[DATA SHOWN Boundary: Start]

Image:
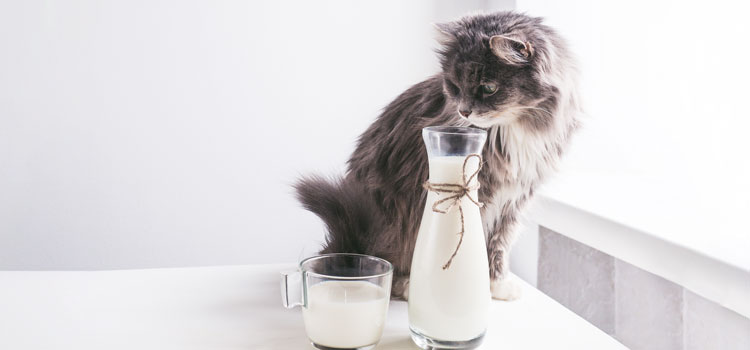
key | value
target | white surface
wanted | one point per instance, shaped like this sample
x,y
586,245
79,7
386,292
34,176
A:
x,y
232,307
712,278
168,133
658,175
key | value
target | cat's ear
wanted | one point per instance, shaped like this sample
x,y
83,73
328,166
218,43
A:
x,y
444,32
514,50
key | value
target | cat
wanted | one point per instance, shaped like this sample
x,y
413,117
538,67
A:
x,y
504,72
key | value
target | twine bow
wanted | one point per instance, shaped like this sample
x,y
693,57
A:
x,y
457,192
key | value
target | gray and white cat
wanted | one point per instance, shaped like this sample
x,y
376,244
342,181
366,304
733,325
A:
x,y
505,72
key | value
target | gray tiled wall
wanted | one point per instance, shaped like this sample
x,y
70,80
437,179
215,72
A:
x,y
640,309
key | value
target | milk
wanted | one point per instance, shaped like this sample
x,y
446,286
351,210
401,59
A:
x,y
345,314
452,304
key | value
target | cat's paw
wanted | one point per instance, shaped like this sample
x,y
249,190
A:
x,y
400,288
506,289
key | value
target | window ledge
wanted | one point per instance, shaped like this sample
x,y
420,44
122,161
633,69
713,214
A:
x,y
656,226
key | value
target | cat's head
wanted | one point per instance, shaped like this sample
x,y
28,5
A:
x,y
499,67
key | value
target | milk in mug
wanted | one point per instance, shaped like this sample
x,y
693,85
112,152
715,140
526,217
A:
x,y
345,314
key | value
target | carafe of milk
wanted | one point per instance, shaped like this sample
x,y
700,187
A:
x,y
449,287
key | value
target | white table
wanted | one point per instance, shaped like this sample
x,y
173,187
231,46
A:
x,y
228,307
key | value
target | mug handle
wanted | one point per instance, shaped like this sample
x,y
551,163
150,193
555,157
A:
x,y
291,289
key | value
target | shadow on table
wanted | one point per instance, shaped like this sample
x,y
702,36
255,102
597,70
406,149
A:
x,y
404,343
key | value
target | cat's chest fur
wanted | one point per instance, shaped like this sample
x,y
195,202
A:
x,y
515,162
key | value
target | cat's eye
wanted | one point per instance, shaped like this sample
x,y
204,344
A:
x,y
489,89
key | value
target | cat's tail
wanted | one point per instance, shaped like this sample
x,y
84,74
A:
x,y
348,211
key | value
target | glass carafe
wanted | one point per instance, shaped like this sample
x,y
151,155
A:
x,y
449,287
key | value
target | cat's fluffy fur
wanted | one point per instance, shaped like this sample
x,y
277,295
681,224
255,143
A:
x,y
376,208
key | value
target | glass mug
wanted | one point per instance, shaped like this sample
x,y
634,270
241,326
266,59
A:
x,y
344,299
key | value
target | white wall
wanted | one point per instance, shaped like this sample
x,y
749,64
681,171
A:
x,y
167,133
663,85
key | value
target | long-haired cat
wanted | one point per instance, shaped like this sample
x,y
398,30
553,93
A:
x,y
505,72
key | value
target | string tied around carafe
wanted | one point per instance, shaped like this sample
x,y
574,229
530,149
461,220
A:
x,y
457,192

[DATA SHOWN Boundary: End]

» **WORK TO BE COMPLETED**: Every line above in which the word "table" is present must be copied into the answer.

» **TASK RESPONSE**:
target | white table
target | shadow on table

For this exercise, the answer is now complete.